* [The problem]: The required output is the line containing "Thank you for the photograph. Please indicate the carved wooden" through the final line of the material below, printed exactly, with no other lines.
################
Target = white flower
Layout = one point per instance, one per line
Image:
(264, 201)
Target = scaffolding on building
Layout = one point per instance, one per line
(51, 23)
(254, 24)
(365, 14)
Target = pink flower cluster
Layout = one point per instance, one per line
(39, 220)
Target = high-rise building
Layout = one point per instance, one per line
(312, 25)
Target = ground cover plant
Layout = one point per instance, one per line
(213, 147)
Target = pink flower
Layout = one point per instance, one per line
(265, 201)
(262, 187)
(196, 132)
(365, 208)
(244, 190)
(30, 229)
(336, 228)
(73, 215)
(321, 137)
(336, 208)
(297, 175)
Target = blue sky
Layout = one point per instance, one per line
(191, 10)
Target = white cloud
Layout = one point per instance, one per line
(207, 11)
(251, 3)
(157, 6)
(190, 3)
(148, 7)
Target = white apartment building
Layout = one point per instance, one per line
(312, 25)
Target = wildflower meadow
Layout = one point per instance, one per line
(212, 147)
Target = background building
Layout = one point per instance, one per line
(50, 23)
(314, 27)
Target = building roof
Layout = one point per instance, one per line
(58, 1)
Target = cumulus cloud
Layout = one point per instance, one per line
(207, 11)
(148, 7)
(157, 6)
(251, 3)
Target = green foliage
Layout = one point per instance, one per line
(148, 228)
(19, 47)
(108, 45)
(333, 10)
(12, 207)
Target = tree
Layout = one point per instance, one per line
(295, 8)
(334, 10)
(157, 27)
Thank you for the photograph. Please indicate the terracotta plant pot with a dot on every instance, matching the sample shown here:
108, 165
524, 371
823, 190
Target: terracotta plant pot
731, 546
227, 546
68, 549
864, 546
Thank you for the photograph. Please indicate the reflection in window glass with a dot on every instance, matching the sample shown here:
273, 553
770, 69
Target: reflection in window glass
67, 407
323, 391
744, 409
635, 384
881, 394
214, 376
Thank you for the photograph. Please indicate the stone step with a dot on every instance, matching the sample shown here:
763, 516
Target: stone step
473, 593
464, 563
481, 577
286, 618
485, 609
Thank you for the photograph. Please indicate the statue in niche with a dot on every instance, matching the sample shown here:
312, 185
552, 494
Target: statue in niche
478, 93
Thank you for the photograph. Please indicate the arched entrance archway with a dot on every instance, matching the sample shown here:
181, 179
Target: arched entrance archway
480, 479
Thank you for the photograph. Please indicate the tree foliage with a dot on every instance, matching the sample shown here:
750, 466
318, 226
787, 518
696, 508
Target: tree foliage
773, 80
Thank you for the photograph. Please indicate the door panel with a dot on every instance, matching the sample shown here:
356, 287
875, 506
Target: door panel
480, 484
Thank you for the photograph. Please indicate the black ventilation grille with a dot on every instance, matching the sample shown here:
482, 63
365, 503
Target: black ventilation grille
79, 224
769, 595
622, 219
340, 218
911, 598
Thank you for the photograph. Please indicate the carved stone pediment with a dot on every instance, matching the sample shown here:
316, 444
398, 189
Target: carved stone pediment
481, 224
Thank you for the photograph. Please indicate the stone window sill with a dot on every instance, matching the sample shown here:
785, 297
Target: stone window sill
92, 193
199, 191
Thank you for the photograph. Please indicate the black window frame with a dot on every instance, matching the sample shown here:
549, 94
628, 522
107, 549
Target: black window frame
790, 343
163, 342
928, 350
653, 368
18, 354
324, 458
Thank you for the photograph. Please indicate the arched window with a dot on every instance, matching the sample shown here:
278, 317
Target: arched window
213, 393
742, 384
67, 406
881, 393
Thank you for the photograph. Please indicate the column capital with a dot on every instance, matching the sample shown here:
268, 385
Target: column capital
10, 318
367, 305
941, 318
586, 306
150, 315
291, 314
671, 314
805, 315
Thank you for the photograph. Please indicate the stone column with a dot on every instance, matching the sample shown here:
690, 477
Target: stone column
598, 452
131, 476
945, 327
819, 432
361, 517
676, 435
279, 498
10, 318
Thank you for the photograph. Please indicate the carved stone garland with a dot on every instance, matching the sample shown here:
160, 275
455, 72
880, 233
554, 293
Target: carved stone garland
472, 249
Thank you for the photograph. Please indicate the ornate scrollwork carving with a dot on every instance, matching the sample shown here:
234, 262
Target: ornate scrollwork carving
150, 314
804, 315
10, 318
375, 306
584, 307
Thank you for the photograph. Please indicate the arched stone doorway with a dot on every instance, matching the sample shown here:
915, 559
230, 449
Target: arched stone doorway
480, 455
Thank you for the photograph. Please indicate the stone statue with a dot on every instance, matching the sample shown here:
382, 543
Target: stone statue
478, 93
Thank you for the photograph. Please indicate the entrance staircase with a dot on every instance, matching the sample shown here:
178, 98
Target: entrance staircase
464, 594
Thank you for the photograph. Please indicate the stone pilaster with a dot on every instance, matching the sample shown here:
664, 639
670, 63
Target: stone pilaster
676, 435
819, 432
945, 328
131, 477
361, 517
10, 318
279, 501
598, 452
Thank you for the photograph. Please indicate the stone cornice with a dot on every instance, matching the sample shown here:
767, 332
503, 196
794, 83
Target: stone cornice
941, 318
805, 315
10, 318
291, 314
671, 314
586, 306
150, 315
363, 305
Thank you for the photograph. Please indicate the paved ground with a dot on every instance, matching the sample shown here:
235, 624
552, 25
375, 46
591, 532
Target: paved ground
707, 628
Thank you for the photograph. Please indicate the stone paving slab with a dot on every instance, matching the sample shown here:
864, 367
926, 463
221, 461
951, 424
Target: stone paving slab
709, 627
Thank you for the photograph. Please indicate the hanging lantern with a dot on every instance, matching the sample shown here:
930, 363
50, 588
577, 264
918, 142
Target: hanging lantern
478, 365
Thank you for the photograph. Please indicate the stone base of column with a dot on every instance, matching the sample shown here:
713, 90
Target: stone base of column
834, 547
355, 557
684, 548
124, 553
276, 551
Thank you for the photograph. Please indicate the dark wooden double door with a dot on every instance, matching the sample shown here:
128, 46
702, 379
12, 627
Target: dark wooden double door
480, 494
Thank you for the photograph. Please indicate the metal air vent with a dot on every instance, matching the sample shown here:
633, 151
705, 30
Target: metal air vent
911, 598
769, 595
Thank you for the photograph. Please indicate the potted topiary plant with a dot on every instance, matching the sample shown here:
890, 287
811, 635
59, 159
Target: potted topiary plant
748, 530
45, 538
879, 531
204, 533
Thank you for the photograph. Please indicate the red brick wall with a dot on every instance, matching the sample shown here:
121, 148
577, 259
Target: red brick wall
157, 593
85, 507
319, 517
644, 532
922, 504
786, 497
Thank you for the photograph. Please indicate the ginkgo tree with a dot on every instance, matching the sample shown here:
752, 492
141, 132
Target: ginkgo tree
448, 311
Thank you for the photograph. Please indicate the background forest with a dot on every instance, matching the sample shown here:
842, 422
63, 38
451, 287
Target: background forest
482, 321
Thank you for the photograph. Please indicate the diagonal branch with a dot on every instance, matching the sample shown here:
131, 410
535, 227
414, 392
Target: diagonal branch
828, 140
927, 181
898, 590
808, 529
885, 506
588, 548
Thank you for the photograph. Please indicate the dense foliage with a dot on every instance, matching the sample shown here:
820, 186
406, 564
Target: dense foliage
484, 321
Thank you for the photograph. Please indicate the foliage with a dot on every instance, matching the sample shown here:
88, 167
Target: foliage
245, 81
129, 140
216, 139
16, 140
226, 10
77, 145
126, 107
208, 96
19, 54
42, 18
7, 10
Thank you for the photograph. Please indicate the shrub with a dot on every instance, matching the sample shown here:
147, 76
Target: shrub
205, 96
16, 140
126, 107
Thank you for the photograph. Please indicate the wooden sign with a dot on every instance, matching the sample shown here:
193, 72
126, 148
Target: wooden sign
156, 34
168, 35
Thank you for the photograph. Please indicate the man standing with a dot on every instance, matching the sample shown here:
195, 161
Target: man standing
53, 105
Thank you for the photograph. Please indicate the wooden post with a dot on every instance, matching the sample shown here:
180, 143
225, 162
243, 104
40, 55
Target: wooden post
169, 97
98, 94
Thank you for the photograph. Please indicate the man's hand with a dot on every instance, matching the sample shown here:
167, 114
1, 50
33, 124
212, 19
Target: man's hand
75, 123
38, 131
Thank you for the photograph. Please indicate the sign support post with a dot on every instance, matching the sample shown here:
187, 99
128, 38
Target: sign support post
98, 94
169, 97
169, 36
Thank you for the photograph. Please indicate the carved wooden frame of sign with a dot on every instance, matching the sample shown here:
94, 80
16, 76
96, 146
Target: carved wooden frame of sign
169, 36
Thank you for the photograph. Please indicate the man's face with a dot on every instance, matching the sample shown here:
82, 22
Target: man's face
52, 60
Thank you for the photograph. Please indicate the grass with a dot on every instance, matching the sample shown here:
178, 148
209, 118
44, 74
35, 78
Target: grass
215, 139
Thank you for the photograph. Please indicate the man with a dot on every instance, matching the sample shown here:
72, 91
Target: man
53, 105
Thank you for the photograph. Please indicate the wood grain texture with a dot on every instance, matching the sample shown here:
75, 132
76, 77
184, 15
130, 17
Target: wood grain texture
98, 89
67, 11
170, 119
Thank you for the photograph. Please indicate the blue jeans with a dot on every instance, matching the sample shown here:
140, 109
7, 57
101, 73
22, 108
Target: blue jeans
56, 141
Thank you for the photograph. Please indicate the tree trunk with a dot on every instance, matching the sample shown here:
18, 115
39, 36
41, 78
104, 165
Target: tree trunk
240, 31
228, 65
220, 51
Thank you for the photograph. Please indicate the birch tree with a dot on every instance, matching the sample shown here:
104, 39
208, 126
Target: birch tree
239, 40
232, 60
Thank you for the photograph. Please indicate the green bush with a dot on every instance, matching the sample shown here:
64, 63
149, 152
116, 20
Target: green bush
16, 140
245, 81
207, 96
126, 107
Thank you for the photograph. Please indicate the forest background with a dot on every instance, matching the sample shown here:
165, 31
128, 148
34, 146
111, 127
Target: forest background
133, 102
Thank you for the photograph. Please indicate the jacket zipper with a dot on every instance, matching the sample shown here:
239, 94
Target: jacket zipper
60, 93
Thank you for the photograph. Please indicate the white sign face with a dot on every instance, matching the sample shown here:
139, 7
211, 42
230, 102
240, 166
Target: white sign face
################
* [Solution to this exercise]:
Thank you for the photograph. Please indicate the carved wooden frame of sign with a dot on every instance, matching the sample shown here:
94, 80
16, 76
96, 146
Target: carved wooden frame of sign
169, 36
Thank you for the photograph. Please indicate the man's face with a dot on every instance, matching the sample shown here:
82, 22
Target: man's face
52, 60
Thank you for the photograph. Please indicate the grass with a dot on every instance, matching the sample shown here:
178, 148
209, 118
44, 74
35, 78
Target: grass
215, 139
Thank you for the photograph. Please indicate the man with a dot on every instance, matching the sample shown here:
72, 91
Target: man
53, 105
Thank you for the photograph. Please indicate the wood grain texture with a dot on every instance, matching the sample shown here:
75, 132
76, 77
184, 15
130, 17
Target: wood grain texture
98, 89
67, 11
170, 119
Thank you for the photograph. Please indicate the blue jeans with a dot on every instance, matching the sample shown here:
140, 109
7, 57
101, 73
22, 108
Target: blue jeans
56, 141
Thank you for the photograph. Please indicate the tree trunk with a dot on every instance, matching the sample shown here:
18, 115
39, 36
41, 78
104, 165
Target: tree trunk
240, 31
228, 65
220, 51
Thank you for the photograph. Please indicate the birch tree with a dot on every instance, matching the sample shown here:
104, 39
208, 126
Target: birch tree
239, 40
232, 60
Thank you for the photograph. Please indicate the green bush with a dot on every instance, matching the sample shown here:
64, 63
149, 152
116, 20
Target: green bush
16, 140
245, 81
207, 96
126, 107
Thank you for the photograph. Please indicate the forest background with a dot on every instance, matching the sample shown here:
165, 31
128, 148
34, 146
111, 127
Target: forest background
133, 102
Thank you for the photograph. Please indicate the jacket zipper with a dot on every instance, matching the sample shown here:
239, 94
Target: jacket zipper
60, 93
Thank you for the photograph. Please indicate the white sign face with a dot on every instance, matching the sample shown here:
139, 7
211, 42
230, 102
240, 166
Target: white sign face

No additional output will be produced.